# Stream and iPad 1



## Aero 1 (Aug 8, 2007)

Anyone have this combo and does it work? i have the original ipad (holding out on upgrading till a retina mini) and i cant get it to stream or download to it. it initiates a recording or a transfer but it fails, saying the channel is not available or something went wrong.

i have an iphone 5 and it works fine, but not the ipad. i get the same errors with the 5 in some wifi dead spots that i have (as expected), but the ipad doesnt work at all next to the access point. 

i cant find any info to see if the old ipad is not supported. wanted to see if someone got it working before i start troubleshooting/upgrading my wifi.


----------



## Shanezam203 (Jul 28, 2007)

Also curious how this works on iPad 1.


----------



## Dan203 (Apr 17, 2000)

Only tried on iPad2 and iPad3 here, both of those work.

Dan


----------



## Hilltopper06 (Nov 16, 2010)

I have the original IPad and an IPad 3 and the stream works with both at the same time. I can't help you with the issues you may have but I can tell you this is works great on the IPad 1 (original). It does everything the IPad 3 does, it streams and downloads shows to take with you. 

Hope this helps.


----------



## Aero 1 (Aug 8, 2007)

PROBLEM SET >>
(1) Answer these questions about the iPad streaming thread:
(a) Which phone does Aero 1 report works fine?
(b) On which iPad models did Dan203 try the stream?
(c) Which two iPads does Hilltopper06 own?
(2) Carry on the iPad streaming thread from its last line, writing the next reply.
The rows that follow have no connection to the iPad streaming thread.

[Location annotation dataset excerpts]
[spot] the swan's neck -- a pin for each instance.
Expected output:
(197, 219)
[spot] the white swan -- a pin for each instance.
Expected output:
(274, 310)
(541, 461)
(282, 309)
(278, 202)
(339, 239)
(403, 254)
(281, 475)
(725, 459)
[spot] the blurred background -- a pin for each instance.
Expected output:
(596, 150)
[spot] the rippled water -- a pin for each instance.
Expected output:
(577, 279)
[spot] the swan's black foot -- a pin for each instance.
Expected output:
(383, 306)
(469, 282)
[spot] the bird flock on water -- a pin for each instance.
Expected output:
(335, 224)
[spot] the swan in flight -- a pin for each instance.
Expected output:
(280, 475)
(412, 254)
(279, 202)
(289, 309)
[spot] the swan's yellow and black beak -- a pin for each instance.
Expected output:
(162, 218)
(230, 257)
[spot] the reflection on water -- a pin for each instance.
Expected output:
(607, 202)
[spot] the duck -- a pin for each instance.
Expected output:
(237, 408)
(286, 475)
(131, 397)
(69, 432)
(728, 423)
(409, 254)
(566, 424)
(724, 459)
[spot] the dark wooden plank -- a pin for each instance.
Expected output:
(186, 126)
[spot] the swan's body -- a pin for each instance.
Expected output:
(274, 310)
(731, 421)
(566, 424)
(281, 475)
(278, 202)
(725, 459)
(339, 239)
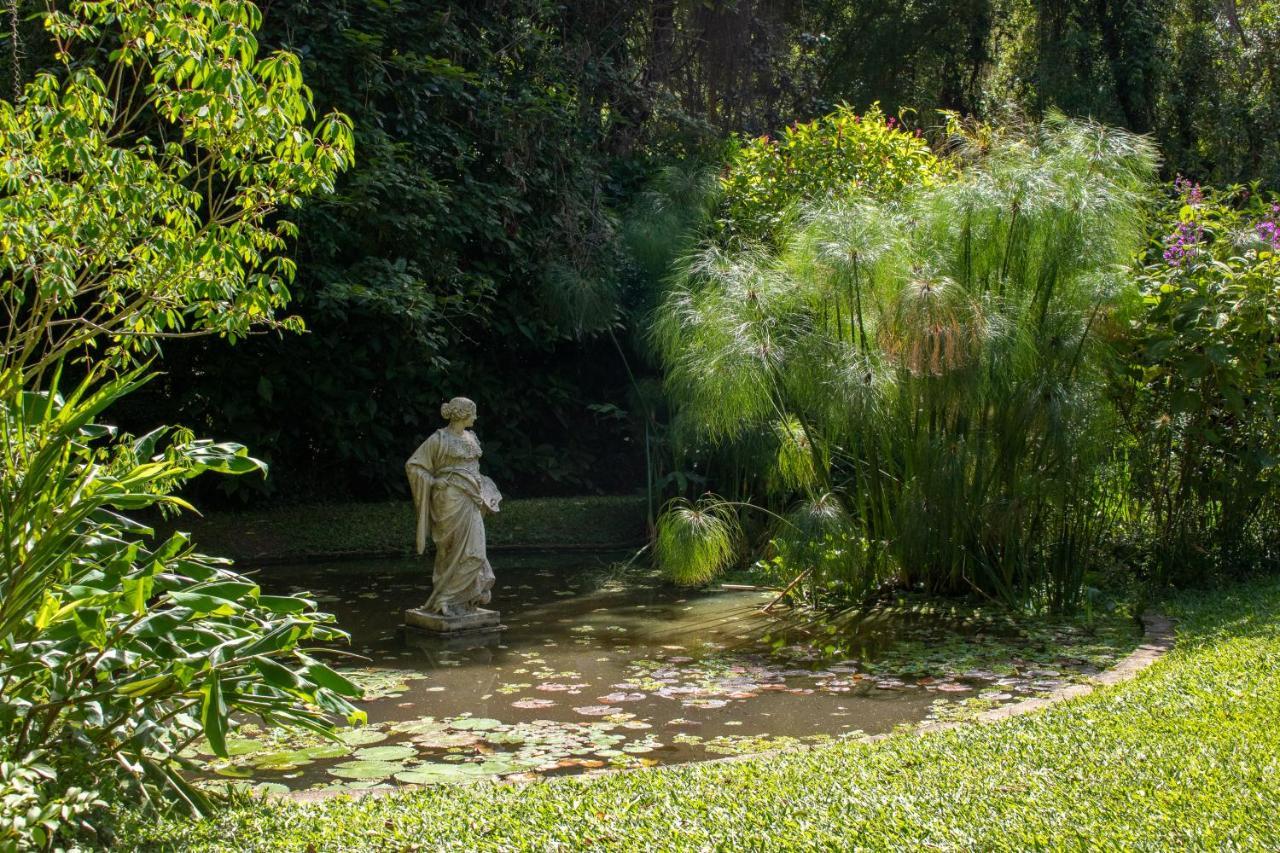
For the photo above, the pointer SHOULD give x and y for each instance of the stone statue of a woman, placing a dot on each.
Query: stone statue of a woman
(452, 497)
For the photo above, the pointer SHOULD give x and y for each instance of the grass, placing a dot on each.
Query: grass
(1184, 756)
(298, 533)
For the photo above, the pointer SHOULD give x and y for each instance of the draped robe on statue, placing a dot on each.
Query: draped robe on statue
(451, 497)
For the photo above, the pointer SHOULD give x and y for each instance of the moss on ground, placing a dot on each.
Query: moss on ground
(1184, 756)
(297, 533)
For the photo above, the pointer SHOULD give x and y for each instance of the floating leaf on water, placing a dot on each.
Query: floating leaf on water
(366, 770)
(446, 739)
(951, 687)
(621, 697)
(282, 760)
(233, 771)
(475, 724)
(433, 774)
(396, 752)
(234, 747)
(361, 737)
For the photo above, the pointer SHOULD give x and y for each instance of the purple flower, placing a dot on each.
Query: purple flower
(1269, 229)
(1183, 242)
(1189, 191)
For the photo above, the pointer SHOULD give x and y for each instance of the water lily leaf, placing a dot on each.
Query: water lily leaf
(446, 739)
(475, 724)
(396, 752)
(433, 774)
(234, 771)
(280, 761)
(361, 737)
(621, 697)
(366, 770)
(324, 751)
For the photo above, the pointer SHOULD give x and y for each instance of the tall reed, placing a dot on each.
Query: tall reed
(936, 356)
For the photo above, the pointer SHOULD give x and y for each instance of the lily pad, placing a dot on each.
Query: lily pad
(366, 770)
(361, 737)
(325, 751)
(475, 724)
(433, 774)
(397, 752)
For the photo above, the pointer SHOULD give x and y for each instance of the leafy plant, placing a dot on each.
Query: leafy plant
(118, 653)
(1198, 387)
(937, 357)
(832, 156)
(696, 541)
(140, 195)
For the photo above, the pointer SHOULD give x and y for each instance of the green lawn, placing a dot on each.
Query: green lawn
(1184, 756)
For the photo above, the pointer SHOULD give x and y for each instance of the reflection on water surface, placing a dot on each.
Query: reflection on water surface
(598, 667)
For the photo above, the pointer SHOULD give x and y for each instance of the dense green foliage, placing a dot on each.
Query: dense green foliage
(472, 249)
(1180, 757)
(924, 372)
(1200, 388)
(833, 156)
(485, 238)
(140, 197)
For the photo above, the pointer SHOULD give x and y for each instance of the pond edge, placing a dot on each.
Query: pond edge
(1157, 639)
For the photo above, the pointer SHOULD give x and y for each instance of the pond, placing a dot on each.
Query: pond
(602, 666)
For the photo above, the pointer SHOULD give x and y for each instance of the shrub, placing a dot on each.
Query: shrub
(938, 359)
(837, 155)
(1200, 387)
(140, 194)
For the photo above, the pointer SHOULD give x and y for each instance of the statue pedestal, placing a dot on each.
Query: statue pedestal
(478, 620)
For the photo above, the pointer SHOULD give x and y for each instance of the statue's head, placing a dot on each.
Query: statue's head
(458, 409)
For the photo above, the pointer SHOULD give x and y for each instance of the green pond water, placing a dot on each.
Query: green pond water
(602, 667)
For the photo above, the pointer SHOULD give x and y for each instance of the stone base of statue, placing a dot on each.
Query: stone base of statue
(478, 620)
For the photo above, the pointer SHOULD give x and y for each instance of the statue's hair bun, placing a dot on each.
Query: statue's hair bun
(457, 409)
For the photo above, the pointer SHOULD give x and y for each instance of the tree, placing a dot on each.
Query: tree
(141, 183)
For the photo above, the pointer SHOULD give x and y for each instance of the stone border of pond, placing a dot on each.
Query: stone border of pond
(1157, 639)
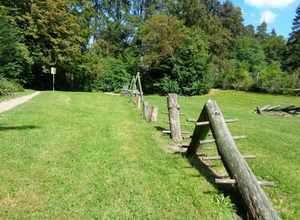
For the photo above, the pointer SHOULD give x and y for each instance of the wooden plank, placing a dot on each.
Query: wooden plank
(259, 206)
(174, 117)
(209, 141)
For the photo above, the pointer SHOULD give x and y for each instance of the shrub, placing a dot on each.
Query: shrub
(238, 77)
(8, 87)
(115, 76)
(272, 79)
(169, 86)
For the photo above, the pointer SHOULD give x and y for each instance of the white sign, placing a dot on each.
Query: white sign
(53, 70)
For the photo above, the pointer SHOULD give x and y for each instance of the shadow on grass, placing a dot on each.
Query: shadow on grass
(228, 190)
(22, 127)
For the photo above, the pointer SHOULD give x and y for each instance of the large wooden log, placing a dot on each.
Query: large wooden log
(255, 199)
(174, 117)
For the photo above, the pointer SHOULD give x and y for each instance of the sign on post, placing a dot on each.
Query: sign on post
(53, 72)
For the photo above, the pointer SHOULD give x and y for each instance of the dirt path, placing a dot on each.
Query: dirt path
(12, 103)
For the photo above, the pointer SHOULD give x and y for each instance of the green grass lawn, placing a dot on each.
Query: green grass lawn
(91, 156)
(16, 94)
(273, 139)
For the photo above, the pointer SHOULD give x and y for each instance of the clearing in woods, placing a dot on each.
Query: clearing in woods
(90, 155)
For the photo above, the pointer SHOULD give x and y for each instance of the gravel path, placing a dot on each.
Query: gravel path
(12, 103)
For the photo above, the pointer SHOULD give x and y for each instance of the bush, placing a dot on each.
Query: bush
(272, 79)
(238, 77)
(169, 86)
(115, 76)
(8, 87)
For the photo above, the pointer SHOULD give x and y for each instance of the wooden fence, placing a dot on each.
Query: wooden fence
(241, 176)
(135, 90)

OUTPUTS >>
(1)
(a) An iPhone 5.
(b) The iPad2 and the iPad3.
(c) The original iPad and an iPad 3.

(2)
Hilltopper06 said:


> I have the original IPad and an IPad 3 and the stream works with both at the same time. I can't help you with the issues you may have but I can tell you this is works great on the IPad 1 (original). It does everything the IPad 3 does, it streams and downloads shows to take with you.
> 
> Hope this helps.


thanks, it does help. its exactly what i was looking for. now to troubleshoot....


----------



## Snake Plissken (Nov 23, 2012)

Aero 1 said:


> thanks, it does help. its exactly what i was looking for. now to troubleshoot....


I use the 1 and it works great


----------



## Arcady (Oct 14, 2004)

Any iPad should just work as long as it isn't jailbroken. (There is a solution if it is.)


----------



## Shanezam203 (Jul 28, 2007)

Arcady said:


> Any iPad should just work as long as it isn't jailbroken. (There is a solution if it is.)


why cant it be jailbroken?


----------



## Arcady (Oct 14, 2004)

The TiVo app checks to see if it is jailbroken, and shuts off streaming if it is.

There's an app you can install that will fix it. I don't jailbreak, so I don't know the details.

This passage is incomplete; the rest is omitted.